What you have to do: Lay out the stretch of the entries below, from the line containing "point: tree trunk" through the end of the entries, as a Markdown table with the columns Row and Line, giving each line its own numbered row. Skip blank lines and leave the pictures out.

Information supplied:
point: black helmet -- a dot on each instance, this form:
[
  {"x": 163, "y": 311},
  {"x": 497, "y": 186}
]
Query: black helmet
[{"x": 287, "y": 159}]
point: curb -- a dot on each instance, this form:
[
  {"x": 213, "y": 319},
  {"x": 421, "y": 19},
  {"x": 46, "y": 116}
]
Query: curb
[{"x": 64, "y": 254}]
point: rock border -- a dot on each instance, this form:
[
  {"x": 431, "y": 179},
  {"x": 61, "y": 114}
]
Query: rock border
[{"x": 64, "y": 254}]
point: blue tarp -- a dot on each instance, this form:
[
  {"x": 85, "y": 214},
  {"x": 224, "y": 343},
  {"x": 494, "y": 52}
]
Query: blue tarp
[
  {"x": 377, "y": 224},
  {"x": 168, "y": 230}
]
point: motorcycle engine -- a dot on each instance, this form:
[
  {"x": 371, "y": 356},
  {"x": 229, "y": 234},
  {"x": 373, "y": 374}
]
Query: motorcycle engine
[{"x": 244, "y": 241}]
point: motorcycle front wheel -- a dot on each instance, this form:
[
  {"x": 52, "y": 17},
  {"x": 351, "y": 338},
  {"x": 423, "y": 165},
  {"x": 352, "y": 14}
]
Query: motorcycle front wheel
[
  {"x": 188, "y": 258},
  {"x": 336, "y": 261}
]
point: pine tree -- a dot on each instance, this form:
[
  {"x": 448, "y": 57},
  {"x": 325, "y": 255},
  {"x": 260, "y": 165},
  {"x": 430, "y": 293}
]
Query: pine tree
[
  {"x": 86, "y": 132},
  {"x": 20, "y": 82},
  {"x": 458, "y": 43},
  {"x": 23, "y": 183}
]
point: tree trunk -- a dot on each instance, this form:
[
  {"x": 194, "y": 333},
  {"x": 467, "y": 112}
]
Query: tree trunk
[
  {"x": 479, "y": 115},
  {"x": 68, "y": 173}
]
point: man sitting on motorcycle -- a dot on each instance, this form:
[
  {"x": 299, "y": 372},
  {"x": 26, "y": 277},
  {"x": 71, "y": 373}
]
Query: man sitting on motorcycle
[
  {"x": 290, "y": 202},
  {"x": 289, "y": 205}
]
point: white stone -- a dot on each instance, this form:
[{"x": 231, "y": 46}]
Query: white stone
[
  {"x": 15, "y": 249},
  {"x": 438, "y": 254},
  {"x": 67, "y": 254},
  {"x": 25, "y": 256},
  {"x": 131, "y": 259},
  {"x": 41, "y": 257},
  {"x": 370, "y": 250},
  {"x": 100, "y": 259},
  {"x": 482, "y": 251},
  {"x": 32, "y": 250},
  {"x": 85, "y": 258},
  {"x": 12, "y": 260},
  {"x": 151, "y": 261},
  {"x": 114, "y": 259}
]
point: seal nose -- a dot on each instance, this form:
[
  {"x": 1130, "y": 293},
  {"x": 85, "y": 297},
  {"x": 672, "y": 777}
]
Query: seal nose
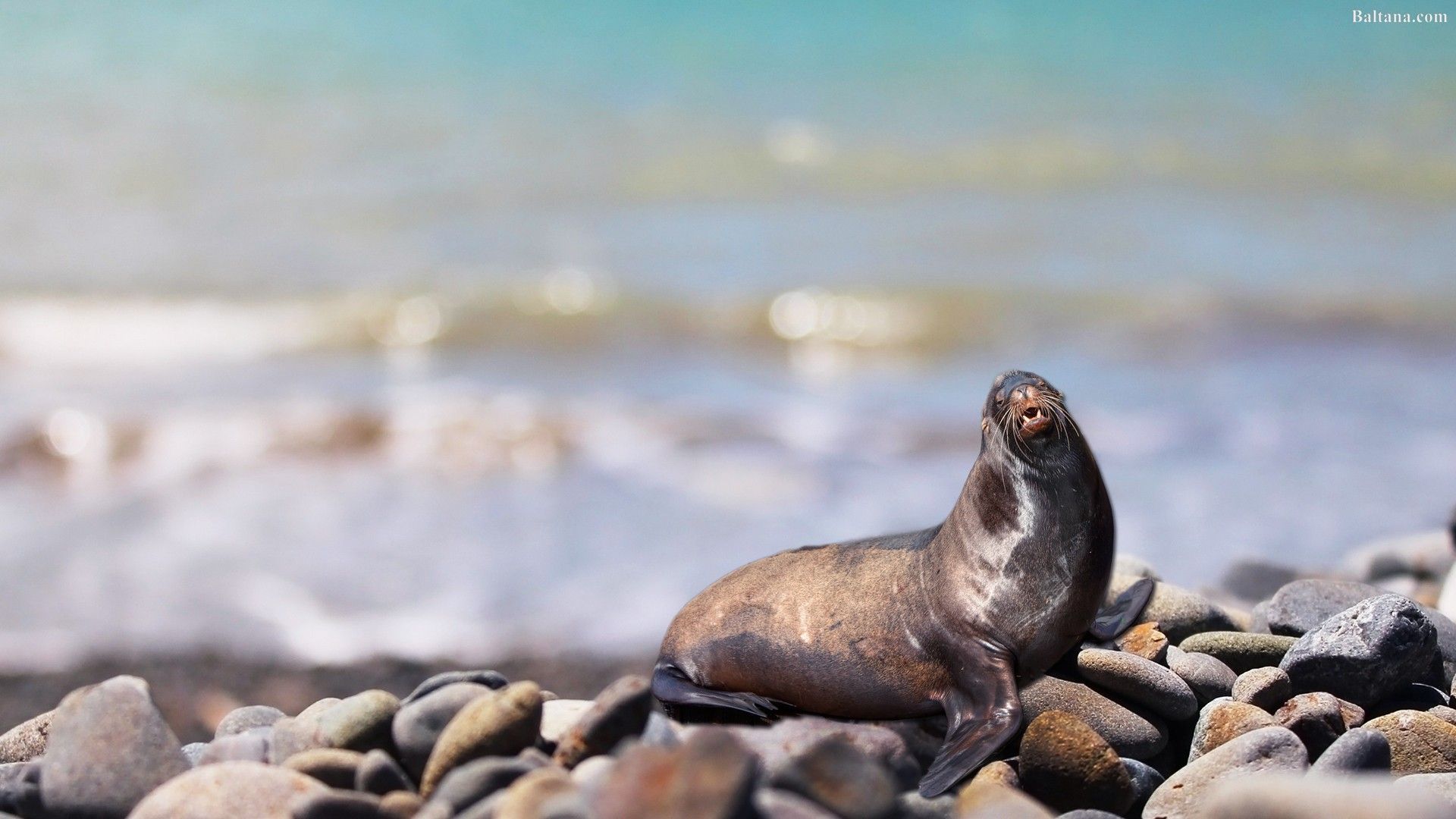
[{"x": 1030, "y": 407}]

Result for this exercise:
| Row | Line |
|---|---|
| 1 | point: tree trunk -- a dot on each instance, this form: |
| 2 | [ |
| 3 |   {"x": 194, "y": 333}, |
| 4 |   {"x": 467, "y": 112} |
| 5 | ] |
| 6 | Query: tree trunk |
| 7 | [ |
| 8 |   {"x": 479, "y": 115}, |
| 9 |   {"x": 68, "y": 173} |
| 10 | ] |
| 11 | point: man sitting on motorcycle -- a dot on each instance, this form: |
| 12 | [ |
| 13 |   {"x": 299, "y": 372}, |
| 14 |   {"x": 26, "y": 277}, |
| 15 |   {"x": 71, "y": 373} |
| 16 | ] |
| 17 | Query: man sitting on motorcycle |
| 18 | [ |
| 19 |   {"x": 290, "y": 202}, |
| 20 |   {"x": 289, "y": 205} |
| 21 | ] |
| 22 | point: white stone -- a dot on each instance, this form: |
| 23 | [{"x": 231, "y": 46}] |
| 24 | Query: white stone |
| 25 | [ |
| 26 |   {"x": 15, "y": 249}, |
| 27 |   {"x": 438, "y": 254}, |
| 28 |   {"x": 67, "y": 254}, |
| 29 |   {"x": 25, "y": 256}, |
| 30 |   {"x": 131, "y": 259}, |
| 31 |   {"x": 41, "y": 257}, |
| 32 |   {"x": 370, "y": 250}, |
| 33 |   {"x": 100, "y": 259}, |
| 34 |   {"x": 482, "y": 251}, |
| 35 |   {"x": 32, "y": 250}, |
| 36 |   {"x": 85, "y": 258}, |
| 37 |   {"x": 12, "y": 260}, |
| 38 |   {"x": 151, "y": 261}, |
| 39 |   {"x": 114, "y": 259} |
| 40 | ] |
| 41 | point: seal nose -- a dot on each instance, this form: |
| 42 | [ |
| 43 |   {"x": 1130, "y": 293}, |
| 44 |   {"x": 85, "y": 297}, |
| 45 |   {"x": 672, "y": 777} |
| 46 | ] |
| 47 | Query: seal nose |
| 48 | [{"x": 1030, "y": 407}] |